----- RECORDS SHOWN

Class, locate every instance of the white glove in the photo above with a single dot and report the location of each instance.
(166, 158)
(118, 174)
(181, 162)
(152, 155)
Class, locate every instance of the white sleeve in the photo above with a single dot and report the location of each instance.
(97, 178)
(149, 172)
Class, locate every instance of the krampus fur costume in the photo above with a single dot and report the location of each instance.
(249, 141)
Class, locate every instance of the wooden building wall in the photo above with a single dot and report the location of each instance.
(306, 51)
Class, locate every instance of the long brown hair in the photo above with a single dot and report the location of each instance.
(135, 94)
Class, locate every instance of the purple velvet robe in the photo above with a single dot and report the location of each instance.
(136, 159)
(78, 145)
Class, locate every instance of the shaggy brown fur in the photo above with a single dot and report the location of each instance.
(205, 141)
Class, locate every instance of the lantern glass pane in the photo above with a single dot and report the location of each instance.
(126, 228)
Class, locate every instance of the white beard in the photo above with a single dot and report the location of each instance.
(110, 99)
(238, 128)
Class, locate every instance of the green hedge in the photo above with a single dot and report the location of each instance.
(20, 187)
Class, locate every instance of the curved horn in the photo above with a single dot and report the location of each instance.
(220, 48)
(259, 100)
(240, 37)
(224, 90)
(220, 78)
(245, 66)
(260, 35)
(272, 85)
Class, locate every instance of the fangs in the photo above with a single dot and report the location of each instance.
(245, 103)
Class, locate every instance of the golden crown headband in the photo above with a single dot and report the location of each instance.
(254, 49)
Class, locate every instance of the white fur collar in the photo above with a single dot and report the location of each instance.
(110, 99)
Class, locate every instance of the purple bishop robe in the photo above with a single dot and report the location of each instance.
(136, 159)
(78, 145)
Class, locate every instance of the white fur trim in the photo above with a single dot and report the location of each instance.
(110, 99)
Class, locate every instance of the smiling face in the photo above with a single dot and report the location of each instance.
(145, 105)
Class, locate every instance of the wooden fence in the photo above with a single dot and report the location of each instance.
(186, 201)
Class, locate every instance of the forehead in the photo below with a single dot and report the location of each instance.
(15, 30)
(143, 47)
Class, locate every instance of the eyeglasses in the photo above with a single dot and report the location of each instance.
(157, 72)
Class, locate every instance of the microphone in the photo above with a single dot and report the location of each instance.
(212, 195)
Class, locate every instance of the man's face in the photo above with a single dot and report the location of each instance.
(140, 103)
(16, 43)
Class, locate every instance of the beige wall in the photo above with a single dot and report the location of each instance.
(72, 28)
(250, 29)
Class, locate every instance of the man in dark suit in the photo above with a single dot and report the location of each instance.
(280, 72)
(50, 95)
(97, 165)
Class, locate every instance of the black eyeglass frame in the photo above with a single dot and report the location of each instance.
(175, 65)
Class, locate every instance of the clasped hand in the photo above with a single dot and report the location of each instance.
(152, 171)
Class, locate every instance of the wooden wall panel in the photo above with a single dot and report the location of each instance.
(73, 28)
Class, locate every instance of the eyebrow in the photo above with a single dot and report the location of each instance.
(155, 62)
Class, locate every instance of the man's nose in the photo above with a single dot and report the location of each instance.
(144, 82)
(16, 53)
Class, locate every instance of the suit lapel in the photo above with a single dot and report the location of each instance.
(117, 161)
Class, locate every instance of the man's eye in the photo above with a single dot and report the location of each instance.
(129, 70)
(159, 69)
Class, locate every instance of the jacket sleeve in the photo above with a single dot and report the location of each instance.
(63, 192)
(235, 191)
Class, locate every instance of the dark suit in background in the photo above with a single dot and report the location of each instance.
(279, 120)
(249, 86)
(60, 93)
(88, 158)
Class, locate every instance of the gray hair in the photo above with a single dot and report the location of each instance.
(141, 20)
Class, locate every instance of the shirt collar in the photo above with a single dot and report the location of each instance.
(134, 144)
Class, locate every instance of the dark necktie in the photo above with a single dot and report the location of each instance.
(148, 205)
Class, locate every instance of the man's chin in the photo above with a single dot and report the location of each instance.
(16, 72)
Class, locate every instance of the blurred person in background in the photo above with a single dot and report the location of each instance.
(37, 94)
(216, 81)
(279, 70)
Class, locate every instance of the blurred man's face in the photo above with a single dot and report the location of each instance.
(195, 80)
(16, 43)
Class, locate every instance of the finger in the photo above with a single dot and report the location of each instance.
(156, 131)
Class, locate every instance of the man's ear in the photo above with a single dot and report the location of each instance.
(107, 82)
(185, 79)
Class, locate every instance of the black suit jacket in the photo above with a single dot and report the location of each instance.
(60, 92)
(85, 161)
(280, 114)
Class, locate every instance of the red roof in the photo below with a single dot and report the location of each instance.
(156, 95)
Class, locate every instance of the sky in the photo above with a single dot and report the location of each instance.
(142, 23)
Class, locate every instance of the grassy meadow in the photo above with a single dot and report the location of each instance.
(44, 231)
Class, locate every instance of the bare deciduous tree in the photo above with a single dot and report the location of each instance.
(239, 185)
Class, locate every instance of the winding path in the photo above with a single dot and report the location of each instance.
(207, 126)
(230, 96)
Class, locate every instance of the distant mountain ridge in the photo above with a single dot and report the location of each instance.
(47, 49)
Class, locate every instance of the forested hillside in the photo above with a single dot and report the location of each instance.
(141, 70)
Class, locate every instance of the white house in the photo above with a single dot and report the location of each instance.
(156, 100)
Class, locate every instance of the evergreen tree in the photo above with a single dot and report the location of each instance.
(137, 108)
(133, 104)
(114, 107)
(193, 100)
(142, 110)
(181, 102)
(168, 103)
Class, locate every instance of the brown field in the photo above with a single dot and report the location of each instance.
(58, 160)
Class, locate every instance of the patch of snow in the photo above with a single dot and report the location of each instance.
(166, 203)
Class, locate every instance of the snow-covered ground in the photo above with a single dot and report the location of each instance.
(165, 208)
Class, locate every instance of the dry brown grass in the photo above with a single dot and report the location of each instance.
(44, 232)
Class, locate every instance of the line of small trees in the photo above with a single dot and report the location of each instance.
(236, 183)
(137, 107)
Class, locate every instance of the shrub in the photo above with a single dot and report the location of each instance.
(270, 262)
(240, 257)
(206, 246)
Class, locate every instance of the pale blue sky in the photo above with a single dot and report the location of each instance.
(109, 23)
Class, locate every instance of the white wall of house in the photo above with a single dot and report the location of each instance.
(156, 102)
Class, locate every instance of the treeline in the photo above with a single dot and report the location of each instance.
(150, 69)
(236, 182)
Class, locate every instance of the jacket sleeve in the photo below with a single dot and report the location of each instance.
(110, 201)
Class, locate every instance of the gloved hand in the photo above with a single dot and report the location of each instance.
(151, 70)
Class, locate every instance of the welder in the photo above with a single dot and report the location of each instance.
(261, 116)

----------

■ EXERCISE DESCRIPTION:
From the first line to the last, retype the records exactly as they stand above.

■ WRITTEN ANSWER:
Class, locate every instance of the white glove in the photo above with a single dot and report the location of each instance.
(166, 158)
(118, 174)
(181, 162)
(152, 155)
Class, locate every instance of the white sleeve in the photo above with a single dot and report the location of each instance.
(97, 178)
(149, 172)
Class, locate every instance of the krampus fur costume in the photo above with a single dot and report the location of each instance.
(249, 141)
Class, locate every instance of the wooden building wall in the photo above with a single dot and report the location of each instance.
(306, 51)
Class, locate every instance of the long brown hair in the photo above with a single dot and report the location of each instance.
(135, 94)
Class, locate every instance of the purple velvet robe in the photo above with a single dot and report the location of each instance.
(136, 159)
(78, 145)
Class, locate every instance of the shaggy brown fur in the photo above with a single dot and report the location of each instance.
(205, 141)
Class, locate every instance of the lantern glass pane in the photo above with a single dot and report the location of each instance.
(126, 228)
Class, locate every instance of the white beard in the photo above with a single dot and report the location of each instance.
(110, 99)
(238, 128)
Class, locate every instance of the green hedge in the photo above with a single dot and report the location of each instance.
(20, 187)
Class, locate every instance of the curved horn in the photo above with a single dot and report the location of each instance.
(220, 48)
(259, 100)
(240, 37)
(224, 90)
(220, 78)
(245, 66)
(260, 35)
(272, 85)
Class, locate every instance of the fangs in the photo above with a single dot and report the location of each instance.
(245, 103)
Class, locate every instance of the golden crown headband in the photo above with a single dot and report the location of each instance.
(254, 49)
Class, locate every instance of the white fur collar in the photo above with a single dot and report the location of each instance.
(110, 99)
Class, locate every instance of the purple bishop robe in the photo above with a single dot and report the location of each instance.
(136, 159)
(78, 145)
Class, locate every instance of the white fur trim in the photo above with a single dot and report the location of each instance.
(110, 99)
Class, locate every instance of the smiling face in the photo above with a single dot and report the location of each instance.
(145, 105)
Class, locate every instance of the wooden fence in the photo above with a single dot and report the location of each instance.
(186, 201)
Class, locate every instance of the forehead in the photo below with a single dot and report the location of each instance.
(15, 30)
(143, 47)
Class, locate every instance of the eyeglasses in the photo above with a single dot and report the location of each instance.
(157, 72)
Class, locate every instance of the microphone in the photo above with a single dot and report the location of each instance.
(212, 195)
Class, locate every instance of the man's face in the photo above with a single dot and report the location of each instance.
(140, 103)
(16, 43)
Class, locate every instance of the beige wall in the photo above with a single dot and report the location of each instance.
(72, 28)
(250, 29)
Class, locate every instance of the man in dark suit in the photo above with a single dot and report the location of each instance.
(280, 72)
(50, 95)
(97, 165)
Class, locate every instance of the black eyeglass frame in the photo above with a single dot and report the location of each instance.
(175, 65)
Class, locate every instance of the clasped hand in the photo above with a single dot and report the location of each instance.
(152, 171)
Class, locate every instance of the wooden wall panel in the photo above with a single dot and report the location of each instance.
(73, 28)
Class, locate every instance of the eyebrow in the photo above with a single dot and report the location of each instance.
(155, 62)
Class, locate every instance of the man's nose in the photo above with a single dot and report the location of each instance.
(144, 82)
(16, 53)
Class, locate every instance of the suit lapel in the photo above with a single dot and report the location of each instance.
(117, 161)
Class, locate every instance of the man's eye in the photo above with a single dot and report the location of each instance.
(129, 70)
(159, 69)
Class, locate every instance of the jacket sleeve in the photo above with a single dot and report the location of each instance.
(63, 192)
(235, 191)
Class, locate every instance of the dark suit in background in the photo above with a single dot and report the location of each instance.
(279, 120)
(249, 86)
(60, 93)
(88, 158)
Class, locate every instance of the gray hair in the photo above with a single dot and report the location of each instance.
(141, 20)
Class, locate every instance of the shirt collar in the photo above with a single dot and report the location of each instance.
(134, 144)
Class, locate every instance of the dark necktie in the photo above with a single dot and report the location of each instance.
(148, 205)
Class, locate every instance of the man's chin in the photo above with a single dot and report the location of each instance.
(16, 72)
Class, locate every instance of the blurred person in background in the photo above with a single dot and report the location of each instance.
(37, 94)
(216, 81)
(279, 70)
Class, locate every instance of the blurred man's face in the photo above with a single dot and report the location of each instance.
(195, 80)
(16, 43)
Class, locate every instance of the finger in the photo above with a single dot and report the location of each instance.
(156, 131)
Class, locate every instance of the man's ear in the photo above with a single dot and report the location of each instance.
(107, 82)
(185, 79)
Class, locate every instance of the black suit jacket in the photo above with a single dot and report the location of each instance.
(60, 92)
(85, 161)
(280, 114)
Class, locate every instance of the red roof in the photo below with a single dot and report the location of each instance.
(156, 95)
Class, locate every instance of the sky in the photo above with a single dot and report the location of each instance.
(142, 23)
Class, locate every instance of the grassy meadow in the photo above with a single dot and report the location of each instance.
(44, 231)
Class, locate every instance of the bare deciduous tree in the photo above with a single dot and report the location of each instance.
(239, 185)
Class, locate every instance of the winding path in the photo above with a single dot and report the location of each instance.
(207, 126)
(230, 96)
Class, locate every instance of the distant mountain ridge in the photo above with a single dot and report the location of each instance.
(47, 49)
Class, locate every instance of the forested hillside in the photo above with a single dot and report the location of each instance.
(141, 70)
Class, locate every instance of the white house in the photo above with a single dot and report the location of each instance.
(156, 100)
Class, locate every instance of the evergreen tree in the photo above with a single dot and report the location of each instance.
(137, 108)
(133, 104)
(114, 107)
(193, 100)
(142, 110)
(181, 102)
(168, 103)
Class, locate every instance of the brown field in the photo above with a single dot and report the location of each instance.
(58, 160)
Class, locate every instance of the patch of snow in the photo above with a single dot and report the location of each instance.
(166, 203)
Class, locate every instance of the snow-covered ground in the photo above with a single dot and report the location of each instance.
(165, 208)
Class, locate every instance of the dry brown grass in the photo above with a single dot and report the location of each instance.
(44, 232)
Class, locate every instance of the line of small trees in the photo above with a single dot and report the location of each instance.
(236, 183)
(137, 107)
Class, locate every instance of the shrub in the photo above with a single dot and report the location of each instance.
(270, 262)
(240, 257)
(206, 246)
Class, locate every instance of the pale blue sky in the photo above with a single dot and report the location of each instance.
(109, 23)
Class, locate every instance of the white wall of house in the photo above with a single dot and report the location of each instance.
(156, 102)
Class, locate every instance of the treeline in the photo above with a single dot and report the location of each instance.
(150, 69)
(236, 182)
Class, locate every instance of the jacket sleeve in the photo below with a single dot and report the location of each instance.
(110, 201)
Class, locate every instance of the gloved hand in the photo above with a single dot and report the location of each instance.
(151, 70)
Class, locate every instance of the welder in the photo above with a single dot and report the location of each instance.
(261, 116)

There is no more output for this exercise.